- **The request**: Reproduce the lines below word for word, starting at the line that contains "Pin every instance of the sky." and continuing through the last line.

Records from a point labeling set
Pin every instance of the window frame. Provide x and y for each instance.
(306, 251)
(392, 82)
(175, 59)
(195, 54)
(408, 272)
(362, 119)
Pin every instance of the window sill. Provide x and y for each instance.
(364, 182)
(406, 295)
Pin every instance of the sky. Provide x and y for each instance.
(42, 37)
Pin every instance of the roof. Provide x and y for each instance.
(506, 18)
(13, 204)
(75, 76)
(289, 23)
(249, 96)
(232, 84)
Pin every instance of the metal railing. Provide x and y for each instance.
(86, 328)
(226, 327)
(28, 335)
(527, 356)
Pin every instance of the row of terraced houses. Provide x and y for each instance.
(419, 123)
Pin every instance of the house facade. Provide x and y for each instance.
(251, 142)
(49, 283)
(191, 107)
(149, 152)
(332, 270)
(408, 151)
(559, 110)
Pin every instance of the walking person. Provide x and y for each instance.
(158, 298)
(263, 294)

- **Output**:
Pin every instance of the sky. Provide x and y for each instance.
(42, 37)
Pin every instance of the roof. Provide x and y for each instance.
(506, 18)
(13, 204)
(75, 76)
(289, 23)
(249, 96)
(232, 84)
Pin every instance of the metal railing. Provide x and y for each instance.
(86, 328)
(226, 327)
(28, 335)
(527, 356)
Pin every instance of the row of terraced houses. Provide x and y for each instance.
(419, 123)
Pin every instance of the house facade. Provide x and y for each instance.
(251, 142)
(49, 283)
(191, 107)
(149, 152)
(332, 270)
(408, 151)
(559, 110)
Pin every instance of the walking person. Provide x and y for each instance.
(158, 298)
(263, 294)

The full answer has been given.